Answering The Big Question. Sort Of.


Yesterday at Stop & Shop I was standing at the newspaper rack, reading the headlines. The guy standing next to me muttered something and I looked over. He stared at me with wild eyes for far too long and then said “I know things. I listen to Jessie Ventura”.

I politely edged away, thinking we should all be that lucky. We don’t really know things. We just make educated guesses. The biggie is: what happens after death? Some people claim to know, but they’re just guessing. So after lengthy consideration, here are my best guesses.

Rating: Okay

You die, thinking to yourself that it wasn’t that bad of a life, but kinda stressful. You could really use a break before whatever comes next. You sense motion and feel yourself being sucked through a wonderfully warm tube. It’s a tight squeeze, but pleasant nonetheless. In the distance you see a small, white light. You think “Ah, there’s the light they always talk about, the gateway to the heavenly chill zone. But as you get closer to the source you realize the light is coming from a delivery room. You’re about to be born again. With zero down-time.

# Listed entries:
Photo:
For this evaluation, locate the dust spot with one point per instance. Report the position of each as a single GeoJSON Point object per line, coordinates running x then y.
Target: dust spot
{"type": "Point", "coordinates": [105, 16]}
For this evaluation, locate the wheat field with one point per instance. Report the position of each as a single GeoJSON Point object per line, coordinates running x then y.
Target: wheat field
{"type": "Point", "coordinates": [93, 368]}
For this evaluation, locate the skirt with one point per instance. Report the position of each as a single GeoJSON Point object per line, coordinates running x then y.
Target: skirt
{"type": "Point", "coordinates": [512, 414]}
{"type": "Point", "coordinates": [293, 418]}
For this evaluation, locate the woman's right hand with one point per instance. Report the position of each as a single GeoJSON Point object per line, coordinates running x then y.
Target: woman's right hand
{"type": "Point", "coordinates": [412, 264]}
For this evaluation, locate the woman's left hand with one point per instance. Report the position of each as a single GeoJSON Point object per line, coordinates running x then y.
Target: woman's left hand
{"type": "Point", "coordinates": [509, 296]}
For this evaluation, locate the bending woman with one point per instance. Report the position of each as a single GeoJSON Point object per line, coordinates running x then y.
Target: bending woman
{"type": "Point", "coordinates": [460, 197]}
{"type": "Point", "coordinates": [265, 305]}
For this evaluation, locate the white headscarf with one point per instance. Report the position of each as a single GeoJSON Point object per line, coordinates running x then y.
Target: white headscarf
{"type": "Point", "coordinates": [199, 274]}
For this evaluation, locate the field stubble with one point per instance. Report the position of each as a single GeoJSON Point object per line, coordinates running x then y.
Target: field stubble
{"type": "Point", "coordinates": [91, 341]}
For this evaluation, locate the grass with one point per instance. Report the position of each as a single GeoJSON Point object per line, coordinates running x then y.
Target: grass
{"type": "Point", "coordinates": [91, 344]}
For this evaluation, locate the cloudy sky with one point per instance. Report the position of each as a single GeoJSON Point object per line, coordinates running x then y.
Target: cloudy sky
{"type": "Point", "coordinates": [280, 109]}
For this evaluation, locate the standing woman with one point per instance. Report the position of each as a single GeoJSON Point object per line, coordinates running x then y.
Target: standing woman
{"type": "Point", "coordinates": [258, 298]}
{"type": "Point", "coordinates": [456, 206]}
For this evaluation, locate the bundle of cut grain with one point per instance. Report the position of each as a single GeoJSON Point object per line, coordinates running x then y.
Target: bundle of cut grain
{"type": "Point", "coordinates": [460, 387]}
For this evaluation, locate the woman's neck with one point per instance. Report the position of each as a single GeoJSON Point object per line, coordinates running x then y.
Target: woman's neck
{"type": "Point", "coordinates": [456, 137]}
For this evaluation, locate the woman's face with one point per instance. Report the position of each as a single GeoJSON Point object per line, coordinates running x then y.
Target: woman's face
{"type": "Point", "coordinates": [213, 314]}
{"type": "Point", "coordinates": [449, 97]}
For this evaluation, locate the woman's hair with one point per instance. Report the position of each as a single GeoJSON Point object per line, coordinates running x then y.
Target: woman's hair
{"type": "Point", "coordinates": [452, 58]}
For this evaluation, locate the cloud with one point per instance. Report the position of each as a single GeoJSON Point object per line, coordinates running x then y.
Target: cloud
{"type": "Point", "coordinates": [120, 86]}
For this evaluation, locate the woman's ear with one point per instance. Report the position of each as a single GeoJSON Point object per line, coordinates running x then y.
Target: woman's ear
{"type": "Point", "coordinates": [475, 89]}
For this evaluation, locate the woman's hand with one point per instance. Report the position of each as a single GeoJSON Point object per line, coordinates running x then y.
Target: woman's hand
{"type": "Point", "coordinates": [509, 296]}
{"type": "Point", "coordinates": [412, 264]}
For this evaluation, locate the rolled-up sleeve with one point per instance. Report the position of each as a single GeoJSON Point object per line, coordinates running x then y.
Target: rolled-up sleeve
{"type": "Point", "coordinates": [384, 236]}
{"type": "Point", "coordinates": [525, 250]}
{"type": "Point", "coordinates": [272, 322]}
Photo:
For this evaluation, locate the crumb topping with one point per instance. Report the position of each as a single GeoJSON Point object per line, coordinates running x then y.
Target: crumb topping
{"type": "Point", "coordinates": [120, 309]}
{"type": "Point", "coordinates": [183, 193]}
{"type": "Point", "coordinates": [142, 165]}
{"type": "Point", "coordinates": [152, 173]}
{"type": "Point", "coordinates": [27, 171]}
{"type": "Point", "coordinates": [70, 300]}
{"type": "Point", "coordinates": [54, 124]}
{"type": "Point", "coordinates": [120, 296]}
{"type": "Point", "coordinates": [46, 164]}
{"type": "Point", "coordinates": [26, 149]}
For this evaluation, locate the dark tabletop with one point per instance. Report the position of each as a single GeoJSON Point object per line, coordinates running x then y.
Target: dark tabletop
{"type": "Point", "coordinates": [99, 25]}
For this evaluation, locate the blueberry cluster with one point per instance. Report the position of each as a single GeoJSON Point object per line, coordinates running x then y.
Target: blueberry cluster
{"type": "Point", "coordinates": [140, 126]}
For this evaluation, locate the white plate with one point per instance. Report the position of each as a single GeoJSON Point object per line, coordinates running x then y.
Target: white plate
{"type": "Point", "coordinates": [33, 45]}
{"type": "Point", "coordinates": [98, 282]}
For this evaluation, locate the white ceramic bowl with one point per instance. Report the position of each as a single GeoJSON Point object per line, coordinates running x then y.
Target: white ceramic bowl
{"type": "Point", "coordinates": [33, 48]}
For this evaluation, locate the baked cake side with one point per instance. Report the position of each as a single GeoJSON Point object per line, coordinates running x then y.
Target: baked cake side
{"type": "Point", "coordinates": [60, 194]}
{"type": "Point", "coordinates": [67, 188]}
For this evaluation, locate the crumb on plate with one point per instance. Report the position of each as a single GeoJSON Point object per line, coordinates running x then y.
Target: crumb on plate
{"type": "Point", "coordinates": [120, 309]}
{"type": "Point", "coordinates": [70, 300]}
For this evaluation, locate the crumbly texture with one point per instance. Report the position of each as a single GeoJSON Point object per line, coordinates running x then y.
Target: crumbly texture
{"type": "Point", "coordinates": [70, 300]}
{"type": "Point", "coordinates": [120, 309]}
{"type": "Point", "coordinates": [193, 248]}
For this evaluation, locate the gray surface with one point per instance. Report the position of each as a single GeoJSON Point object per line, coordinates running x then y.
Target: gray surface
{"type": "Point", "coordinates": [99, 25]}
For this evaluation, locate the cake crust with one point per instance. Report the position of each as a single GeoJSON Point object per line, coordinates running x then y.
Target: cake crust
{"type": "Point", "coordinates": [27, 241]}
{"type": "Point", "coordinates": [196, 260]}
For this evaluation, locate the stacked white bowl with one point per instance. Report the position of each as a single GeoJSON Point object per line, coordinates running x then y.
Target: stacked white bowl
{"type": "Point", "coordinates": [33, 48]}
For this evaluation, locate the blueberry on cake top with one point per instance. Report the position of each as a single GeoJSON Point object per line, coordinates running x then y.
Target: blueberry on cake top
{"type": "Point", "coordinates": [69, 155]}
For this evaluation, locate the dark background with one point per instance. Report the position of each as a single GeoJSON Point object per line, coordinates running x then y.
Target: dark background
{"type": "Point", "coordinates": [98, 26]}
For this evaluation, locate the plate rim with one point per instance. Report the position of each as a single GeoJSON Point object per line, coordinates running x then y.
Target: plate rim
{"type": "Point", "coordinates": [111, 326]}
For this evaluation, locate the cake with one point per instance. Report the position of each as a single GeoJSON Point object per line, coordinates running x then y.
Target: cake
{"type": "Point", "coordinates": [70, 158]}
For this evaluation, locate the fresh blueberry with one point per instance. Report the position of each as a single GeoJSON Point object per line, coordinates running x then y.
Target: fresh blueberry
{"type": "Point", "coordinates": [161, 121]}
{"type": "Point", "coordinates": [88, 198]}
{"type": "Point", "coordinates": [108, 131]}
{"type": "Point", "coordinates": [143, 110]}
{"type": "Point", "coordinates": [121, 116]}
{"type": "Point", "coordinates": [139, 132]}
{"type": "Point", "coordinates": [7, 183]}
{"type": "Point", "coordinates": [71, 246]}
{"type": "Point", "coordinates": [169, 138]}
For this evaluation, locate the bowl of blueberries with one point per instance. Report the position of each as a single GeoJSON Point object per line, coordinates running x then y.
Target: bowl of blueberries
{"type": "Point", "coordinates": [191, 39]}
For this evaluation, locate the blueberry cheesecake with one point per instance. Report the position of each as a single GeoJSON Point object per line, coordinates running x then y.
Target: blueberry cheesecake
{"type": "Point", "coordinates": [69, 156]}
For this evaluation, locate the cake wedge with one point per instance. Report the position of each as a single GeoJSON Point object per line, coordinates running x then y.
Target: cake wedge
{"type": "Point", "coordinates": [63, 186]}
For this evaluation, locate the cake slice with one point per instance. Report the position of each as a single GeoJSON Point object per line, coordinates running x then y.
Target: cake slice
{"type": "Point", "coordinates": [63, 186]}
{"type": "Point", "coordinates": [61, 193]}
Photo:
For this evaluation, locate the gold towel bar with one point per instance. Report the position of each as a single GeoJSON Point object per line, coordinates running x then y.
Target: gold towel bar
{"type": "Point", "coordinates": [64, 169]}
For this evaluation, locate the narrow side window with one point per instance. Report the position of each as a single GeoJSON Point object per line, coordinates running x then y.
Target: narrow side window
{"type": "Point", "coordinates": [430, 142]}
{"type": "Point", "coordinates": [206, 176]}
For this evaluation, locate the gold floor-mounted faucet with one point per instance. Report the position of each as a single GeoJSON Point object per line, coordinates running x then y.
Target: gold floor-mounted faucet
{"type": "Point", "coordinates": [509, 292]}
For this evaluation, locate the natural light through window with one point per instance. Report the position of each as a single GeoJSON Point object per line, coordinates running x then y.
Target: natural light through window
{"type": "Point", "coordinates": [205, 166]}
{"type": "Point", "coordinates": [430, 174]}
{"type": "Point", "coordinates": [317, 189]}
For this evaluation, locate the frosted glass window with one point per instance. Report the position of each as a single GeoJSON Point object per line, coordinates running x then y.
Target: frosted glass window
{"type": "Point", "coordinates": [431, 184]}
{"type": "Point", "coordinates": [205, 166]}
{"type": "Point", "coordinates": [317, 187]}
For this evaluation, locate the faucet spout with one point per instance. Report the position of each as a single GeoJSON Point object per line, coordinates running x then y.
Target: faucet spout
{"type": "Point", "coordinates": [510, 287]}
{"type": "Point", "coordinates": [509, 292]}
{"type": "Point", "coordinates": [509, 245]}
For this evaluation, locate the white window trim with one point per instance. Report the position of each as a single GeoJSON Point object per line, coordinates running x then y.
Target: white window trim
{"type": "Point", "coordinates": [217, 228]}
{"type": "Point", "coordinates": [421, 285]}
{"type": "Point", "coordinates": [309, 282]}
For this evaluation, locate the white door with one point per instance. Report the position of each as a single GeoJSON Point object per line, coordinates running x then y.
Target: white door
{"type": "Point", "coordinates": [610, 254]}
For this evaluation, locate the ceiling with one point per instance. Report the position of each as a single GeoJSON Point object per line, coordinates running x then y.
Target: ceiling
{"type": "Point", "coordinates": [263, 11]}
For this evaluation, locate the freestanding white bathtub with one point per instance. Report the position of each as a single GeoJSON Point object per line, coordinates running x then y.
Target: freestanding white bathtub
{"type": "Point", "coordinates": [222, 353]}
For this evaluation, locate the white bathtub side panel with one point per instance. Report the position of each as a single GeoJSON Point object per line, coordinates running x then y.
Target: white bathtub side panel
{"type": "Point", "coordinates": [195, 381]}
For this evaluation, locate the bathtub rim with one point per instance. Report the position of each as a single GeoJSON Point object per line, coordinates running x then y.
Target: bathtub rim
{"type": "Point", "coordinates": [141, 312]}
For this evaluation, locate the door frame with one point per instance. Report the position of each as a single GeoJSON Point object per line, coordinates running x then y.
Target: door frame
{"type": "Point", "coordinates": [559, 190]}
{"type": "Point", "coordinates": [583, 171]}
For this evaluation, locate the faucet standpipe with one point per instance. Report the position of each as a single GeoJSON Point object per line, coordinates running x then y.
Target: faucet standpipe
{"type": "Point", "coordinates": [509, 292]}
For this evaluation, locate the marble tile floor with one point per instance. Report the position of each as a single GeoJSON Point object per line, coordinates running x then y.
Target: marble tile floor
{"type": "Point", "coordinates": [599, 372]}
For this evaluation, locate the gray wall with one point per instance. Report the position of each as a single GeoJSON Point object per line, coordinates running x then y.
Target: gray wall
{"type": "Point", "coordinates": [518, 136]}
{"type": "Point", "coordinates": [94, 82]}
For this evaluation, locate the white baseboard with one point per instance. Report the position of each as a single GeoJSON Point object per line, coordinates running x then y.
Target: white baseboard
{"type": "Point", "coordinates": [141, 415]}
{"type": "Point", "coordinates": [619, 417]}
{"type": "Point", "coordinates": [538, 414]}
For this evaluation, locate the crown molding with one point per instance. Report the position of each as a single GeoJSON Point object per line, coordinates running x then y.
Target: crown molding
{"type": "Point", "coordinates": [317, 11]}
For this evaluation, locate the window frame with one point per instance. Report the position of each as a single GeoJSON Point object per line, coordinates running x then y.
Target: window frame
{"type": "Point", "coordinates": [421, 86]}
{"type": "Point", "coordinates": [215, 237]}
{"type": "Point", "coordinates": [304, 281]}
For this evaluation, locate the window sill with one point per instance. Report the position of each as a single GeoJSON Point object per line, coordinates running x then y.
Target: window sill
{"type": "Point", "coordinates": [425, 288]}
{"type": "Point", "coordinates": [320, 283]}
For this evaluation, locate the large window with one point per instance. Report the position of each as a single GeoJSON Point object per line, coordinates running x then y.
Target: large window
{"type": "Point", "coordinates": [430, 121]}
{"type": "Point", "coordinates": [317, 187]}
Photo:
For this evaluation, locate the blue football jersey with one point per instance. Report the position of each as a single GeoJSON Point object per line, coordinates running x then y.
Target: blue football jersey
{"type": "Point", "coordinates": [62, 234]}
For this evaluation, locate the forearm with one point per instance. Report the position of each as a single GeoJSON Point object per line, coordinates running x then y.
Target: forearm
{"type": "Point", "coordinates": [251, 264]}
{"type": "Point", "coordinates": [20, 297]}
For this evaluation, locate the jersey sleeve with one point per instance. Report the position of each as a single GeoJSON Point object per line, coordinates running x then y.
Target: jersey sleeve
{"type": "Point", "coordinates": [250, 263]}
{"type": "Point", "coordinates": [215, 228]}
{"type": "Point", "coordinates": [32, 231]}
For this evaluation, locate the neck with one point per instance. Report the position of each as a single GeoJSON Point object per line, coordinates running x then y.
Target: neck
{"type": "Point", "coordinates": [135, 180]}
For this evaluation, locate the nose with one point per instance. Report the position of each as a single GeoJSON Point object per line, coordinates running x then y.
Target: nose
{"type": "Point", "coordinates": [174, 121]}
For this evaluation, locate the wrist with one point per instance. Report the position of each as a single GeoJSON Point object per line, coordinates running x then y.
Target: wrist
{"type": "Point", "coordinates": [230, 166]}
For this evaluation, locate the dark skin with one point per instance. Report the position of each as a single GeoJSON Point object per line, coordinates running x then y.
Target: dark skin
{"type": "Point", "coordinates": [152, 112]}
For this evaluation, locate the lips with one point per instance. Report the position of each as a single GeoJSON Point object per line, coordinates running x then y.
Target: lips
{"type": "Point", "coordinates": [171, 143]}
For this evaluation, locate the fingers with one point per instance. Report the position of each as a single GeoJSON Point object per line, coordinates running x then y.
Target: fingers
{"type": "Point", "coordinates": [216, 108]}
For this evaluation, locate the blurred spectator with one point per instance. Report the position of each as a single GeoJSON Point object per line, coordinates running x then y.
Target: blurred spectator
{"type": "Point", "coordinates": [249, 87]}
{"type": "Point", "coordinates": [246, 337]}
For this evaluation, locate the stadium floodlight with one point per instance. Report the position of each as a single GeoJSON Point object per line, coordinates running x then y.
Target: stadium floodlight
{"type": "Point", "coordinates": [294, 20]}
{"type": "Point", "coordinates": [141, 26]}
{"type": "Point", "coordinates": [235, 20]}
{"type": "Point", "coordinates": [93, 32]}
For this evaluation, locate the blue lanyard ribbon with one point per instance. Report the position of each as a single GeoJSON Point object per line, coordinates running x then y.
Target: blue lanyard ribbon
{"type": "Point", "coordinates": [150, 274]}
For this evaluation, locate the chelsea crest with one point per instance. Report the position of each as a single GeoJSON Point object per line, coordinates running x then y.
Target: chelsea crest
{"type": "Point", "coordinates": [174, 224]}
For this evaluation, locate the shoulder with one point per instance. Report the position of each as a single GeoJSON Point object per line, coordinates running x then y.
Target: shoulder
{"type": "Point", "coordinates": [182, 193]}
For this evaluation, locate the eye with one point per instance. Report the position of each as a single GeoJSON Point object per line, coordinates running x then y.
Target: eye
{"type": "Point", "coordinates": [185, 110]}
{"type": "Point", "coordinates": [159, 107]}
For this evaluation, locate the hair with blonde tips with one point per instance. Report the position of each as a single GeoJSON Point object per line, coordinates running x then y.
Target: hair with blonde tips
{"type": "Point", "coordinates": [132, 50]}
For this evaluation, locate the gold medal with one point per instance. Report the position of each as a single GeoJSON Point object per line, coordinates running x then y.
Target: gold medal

# Exercises to complete:
a: Repeat the passage from the post about what happens after death, starting with "I politely edged" and going on through "With zero down-time.".
b: Write the next part of the post guessing what happens after death, picking up from its last sentence.
You can leave the lines aside; nothing here depends on them.

# Responses in order:
a:
I politely edged away, thinking we should all be that lucky. We don’t really know things. We just make educated guesses. The biggie is: what happens after death? Some people claim to know, but they’re just guessing. So after lengthy consideration, here are my best guesses.

Rating: Okay

You die, thinking to yourself that it wasn’t that bad of a life, but kinda stressful. You could really use a break before whatever comes next. You sense motion and feel yourself being sucked through a wonderfully warm tube. It’s a tight squeeze, but pleasant nonetheless. In the distance you see a small, white light. You think “Ah, there’s the light they always talk about, the gateway to the heavenly chill zone. But as you get closer to the source you realize the light is coming from a delivery room. You’re about to be born again. With zero down-time.

b:
Rating: Worse

You float up to heaven and walk through the pearly gates. You’re anxious to meet up with loved ones who’ve gone before you. But all you see are chipper motivational speakers. They keep cornering you and telling you how to leverage your influence. All you want is a beer and a laugh. When you ask the guy in charge where all the comedians are he says “Oh, we send all those folks to Hell.”

Rating: Horrendous

You wake up in some random building, sitting on an uncomfortable metal chair. There’s a table in front of you with its underside covered with wads of gum. You know you’ve been here before. A hairy guy walks by with a whistle attached to a cord around his neck. You feel a chill and realize that you’re back in high school. A principal walks into the room and you ask what’s happening. And he says “Oh, high school never ends, you just think it does.”

I hope I’m a bad guesser.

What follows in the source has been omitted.